◆ Problem ◆
Switch "glass base" to "glass stem" in the items from the first line through the line containing "M 218 152 L". Reproduce only those lines, with everything else left unchanged.

— Start Given information —

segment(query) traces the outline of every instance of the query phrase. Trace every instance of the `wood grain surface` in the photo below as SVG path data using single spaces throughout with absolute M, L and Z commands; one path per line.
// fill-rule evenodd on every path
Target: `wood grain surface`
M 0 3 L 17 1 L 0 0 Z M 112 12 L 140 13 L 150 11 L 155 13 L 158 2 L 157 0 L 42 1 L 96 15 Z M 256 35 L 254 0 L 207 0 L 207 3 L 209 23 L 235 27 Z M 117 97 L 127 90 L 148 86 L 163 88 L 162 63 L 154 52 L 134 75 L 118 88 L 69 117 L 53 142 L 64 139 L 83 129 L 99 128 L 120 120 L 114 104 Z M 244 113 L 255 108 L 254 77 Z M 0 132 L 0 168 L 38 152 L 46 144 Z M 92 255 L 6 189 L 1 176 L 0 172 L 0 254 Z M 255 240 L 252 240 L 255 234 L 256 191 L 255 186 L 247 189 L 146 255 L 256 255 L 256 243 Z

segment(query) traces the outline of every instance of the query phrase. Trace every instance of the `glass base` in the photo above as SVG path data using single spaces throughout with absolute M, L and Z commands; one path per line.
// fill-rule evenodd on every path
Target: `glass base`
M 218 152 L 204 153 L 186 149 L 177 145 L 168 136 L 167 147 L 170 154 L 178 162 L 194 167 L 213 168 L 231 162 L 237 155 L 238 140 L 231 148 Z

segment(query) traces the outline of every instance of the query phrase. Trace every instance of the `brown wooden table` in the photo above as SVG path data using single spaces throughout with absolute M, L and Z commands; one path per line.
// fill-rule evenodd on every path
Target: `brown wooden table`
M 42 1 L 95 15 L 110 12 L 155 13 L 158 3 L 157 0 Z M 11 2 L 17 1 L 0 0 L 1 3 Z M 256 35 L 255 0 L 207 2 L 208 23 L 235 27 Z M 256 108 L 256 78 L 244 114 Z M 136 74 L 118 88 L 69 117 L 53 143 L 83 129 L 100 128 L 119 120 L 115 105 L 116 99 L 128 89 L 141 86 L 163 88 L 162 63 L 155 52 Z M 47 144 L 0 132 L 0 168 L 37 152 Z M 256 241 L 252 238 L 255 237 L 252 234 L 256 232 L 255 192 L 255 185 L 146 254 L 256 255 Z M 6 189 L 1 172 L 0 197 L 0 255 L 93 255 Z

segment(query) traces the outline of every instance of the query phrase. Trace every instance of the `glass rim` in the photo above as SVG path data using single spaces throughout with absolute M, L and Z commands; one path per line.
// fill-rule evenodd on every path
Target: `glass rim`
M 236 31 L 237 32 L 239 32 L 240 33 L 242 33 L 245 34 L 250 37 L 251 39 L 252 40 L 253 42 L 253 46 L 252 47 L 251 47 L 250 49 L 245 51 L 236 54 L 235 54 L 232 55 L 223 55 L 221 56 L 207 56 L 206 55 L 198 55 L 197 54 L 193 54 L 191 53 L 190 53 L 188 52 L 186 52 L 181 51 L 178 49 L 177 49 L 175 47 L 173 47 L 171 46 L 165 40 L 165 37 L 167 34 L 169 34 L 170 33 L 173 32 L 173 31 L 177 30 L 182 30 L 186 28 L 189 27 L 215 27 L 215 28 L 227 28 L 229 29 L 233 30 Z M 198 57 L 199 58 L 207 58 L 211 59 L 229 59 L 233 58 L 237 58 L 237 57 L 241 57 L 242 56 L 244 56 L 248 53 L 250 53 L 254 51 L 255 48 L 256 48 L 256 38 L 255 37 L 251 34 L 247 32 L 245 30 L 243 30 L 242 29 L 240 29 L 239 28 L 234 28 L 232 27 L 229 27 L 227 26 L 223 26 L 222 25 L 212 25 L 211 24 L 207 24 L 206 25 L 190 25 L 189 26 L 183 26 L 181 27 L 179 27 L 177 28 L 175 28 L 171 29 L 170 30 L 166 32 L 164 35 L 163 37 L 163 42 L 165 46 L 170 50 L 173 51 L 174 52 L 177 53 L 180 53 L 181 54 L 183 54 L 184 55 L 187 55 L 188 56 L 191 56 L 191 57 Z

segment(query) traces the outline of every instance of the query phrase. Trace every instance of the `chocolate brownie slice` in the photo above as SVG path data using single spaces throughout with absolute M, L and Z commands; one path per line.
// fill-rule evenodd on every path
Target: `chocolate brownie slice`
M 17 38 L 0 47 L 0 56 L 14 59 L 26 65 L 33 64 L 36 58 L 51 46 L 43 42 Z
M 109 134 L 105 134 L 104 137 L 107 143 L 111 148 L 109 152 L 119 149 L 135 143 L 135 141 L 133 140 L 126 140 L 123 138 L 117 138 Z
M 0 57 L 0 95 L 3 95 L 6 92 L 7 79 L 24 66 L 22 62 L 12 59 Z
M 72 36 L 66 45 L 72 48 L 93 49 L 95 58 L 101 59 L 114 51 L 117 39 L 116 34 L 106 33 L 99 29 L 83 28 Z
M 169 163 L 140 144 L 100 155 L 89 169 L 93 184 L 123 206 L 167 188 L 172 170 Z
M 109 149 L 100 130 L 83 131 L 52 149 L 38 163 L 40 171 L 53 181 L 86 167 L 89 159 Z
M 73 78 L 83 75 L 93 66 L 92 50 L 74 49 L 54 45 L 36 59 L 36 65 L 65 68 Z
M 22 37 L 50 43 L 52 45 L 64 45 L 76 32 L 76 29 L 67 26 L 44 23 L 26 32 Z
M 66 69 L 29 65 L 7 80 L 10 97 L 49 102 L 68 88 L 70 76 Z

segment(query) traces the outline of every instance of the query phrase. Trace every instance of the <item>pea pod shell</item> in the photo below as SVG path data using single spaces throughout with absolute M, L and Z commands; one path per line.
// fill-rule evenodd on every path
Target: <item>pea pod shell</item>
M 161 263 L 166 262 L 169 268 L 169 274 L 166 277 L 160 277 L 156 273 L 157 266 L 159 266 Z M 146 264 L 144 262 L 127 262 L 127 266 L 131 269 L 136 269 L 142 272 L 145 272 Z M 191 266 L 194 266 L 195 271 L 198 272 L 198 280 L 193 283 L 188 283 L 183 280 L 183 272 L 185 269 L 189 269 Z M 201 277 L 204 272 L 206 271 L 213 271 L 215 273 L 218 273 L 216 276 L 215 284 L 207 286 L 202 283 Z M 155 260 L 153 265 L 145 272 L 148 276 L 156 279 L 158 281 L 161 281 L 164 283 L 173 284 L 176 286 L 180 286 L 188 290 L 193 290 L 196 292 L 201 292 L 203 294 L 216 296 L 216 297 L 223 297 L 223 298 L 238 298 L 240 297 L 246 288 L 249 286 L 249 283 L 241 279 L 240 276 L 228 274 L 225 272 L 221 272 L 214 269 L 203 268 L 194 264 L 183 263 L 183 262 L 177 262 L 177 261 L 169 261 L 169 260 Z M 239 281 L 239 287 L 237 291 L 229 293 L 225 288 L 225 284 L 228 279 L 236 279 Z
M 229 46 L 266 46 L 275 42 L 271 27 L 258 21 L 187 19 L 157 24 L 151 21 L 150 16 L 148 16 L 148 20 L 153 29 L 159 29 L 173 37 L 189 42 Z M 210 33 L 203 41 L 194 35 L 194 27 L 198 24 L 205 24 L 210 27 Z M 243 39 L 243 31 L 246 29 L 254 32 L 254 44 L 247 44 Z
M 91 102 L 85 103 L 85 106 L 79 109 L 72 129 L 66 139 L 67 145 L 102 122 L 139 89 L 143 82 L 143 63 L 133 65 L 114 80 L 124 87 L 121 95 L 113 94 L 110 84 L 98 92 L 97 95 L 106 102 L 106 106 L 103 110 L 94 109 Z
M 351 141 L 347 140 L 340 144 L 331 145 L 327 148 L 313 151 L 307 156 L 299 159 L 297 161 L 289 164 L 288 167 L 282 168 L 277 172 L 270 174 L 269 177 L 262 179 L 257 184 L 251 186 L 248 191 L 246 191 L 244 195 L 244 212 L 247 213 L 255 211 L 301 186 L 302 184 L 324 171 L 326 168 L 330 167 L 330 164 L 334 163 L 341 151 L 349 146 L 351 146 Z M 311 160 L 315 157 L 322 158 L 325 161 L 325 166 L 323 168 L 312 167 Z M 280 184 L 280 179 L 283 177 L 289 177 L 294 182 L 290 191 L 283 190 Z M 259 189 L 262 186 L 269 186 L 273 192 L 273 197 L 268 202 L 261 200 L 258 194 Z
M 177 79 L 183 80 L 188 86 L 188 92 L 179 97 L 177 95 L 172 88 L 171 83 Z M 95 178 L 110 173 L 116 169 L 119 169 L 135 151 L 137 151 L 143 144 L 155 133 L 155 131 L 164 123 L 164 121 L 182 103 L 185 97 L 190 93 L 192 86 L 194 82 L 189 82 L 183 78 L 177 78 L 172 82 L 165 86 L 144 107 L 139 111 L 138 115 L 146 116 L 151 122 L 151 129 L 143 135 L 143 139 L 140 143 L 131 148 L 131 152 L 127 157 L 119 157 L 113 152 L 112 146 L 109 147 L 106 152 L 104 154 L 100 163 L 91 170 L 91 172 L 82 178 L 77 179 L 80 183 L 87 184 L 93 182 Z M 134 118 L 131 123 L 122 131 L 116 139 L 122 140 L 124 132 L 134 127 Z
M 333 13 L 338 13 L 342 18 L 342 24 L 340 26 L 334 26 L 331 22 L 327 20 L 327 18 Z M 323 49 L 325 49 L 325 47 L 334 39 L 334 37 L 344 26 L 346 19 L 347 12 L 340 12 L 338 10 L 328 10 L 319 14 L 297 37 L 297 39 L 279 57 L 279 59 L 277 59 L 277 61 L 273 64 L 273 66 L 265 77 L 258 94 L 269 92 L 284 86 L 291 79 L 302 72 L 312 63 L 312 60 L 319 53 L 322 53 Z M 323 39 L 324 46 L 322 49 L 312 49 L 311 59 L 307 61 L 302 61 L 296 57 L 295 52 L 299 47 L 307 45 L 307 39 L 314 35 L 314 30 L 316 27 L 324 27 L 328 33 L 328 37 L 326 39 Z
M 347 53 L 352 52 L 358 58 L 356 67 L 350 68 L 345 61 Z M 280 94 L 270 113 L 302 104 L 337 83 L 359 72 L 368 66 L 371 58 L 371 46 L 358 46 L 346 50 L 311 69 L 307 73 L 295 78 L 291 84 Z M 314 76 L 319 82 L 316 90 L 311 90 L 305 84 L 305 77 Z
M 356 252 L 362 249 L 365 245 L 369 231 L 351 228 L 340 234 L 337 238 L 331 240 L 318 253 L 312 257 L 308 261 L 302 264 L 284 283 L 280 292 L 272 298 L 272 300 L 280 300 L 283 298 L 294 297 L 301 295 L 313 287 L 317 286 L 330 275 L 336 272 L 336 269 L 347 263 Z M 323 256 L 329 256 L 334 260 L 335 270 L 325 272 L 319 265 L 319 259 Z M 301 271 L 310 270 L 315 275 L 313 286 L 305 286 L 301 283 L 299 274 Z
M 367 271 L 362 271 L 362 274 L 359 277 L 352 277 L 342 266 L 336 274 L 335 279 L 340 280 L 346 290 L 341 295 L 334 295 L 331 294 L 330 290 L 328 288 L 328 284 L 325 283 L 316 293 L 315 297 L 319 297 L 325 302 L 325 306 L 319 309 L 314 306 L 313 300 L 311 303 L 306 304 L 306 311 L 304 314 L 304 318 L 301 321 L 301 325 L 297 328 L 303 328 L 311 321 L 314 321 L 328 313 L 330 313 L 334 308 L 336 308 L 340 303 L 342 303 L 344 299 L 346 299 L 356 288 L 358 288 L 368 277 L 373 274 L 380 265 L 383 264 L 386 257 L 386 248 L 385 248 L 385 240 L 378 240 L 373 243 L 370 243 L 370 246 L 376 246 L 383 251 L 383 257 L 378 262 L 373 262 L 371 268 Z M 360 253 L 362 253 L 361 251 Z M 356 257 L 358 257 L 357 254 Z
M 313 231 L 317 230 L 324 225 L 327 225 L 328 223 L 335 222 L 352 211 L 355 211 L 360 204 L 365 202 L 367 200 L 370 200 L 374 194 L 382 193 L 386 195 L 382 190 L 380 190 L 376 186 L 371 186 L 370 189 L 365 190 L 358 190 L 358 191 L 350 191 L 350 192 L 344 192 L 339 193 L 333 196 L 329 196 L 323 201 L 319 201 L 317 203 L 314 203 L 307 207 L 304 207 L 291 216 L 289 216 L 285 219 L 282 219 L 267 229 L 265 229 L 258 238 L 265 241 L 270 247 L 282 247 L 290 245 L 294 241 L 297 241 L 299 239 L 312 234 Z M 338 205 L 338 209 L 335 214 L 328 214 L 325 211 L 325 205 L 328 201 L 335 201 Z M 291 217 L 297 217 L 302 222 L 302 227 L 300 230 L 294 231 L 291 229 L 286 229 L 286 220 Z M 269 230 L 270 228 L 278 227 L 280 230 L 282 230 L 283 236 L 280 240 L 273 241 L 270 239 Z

— End Given information —

◆ Solution to this problem ◆
segment(query) traces the outline of every instance of the query phrase. Trace every instance of the `wood grain surface` in the photo below as SVG path data using single spaces throughout with absolute M, L and Z commands; one path per line.
// fill-rule evenodd on every path
Target: `wood grain surface`
M 0 3 L 17 1 L 0 0 Z M 112 12 L 140 13 L 150 11 L 155 13 L 158 2 L 157 0 L 42 1 L 96 15 Z M 256 35 L 254 0 L 207 0 L 207 3 L 209 23 L 235 27 Z M 117 97 L 127 90 L 148 86 L 163 88 L 162 63 L 154 52 L 134 75 L 118 88 L 69 117 L 53 142 L 64 139 L 83 129 L 99 128 L 120 120 L 114 104 Z M 244 113 L 255 108 L 254 77 Z M 0 132 L 0 168 L 38 152 L 46 144 Z M 92 255 L 6 189 L 1 176 L 0 172 L 0 254 Z M 255 240 L 252 240 L 255 234 L 256 191 L 255 186 L 247 189 L 146 255 L 256 255 L 256 243 Z

segment(query) traces the outline of every instance of the query phrase. Trace every instance of the `glass stem` in the photo above as SVG path data using single spaces throughout with absolute M, L and Z commands; one path per line.
// fill-rule evenodd on every path
Target: `glass stem`
M 218 152 L 204 153 L 186 149 L 177 145 L 168 136 L 167 147 L 170 154 L 178 162 L 194 167 L 213 168 L 231 162 L 237 155 L 238 140 L 231 148 Z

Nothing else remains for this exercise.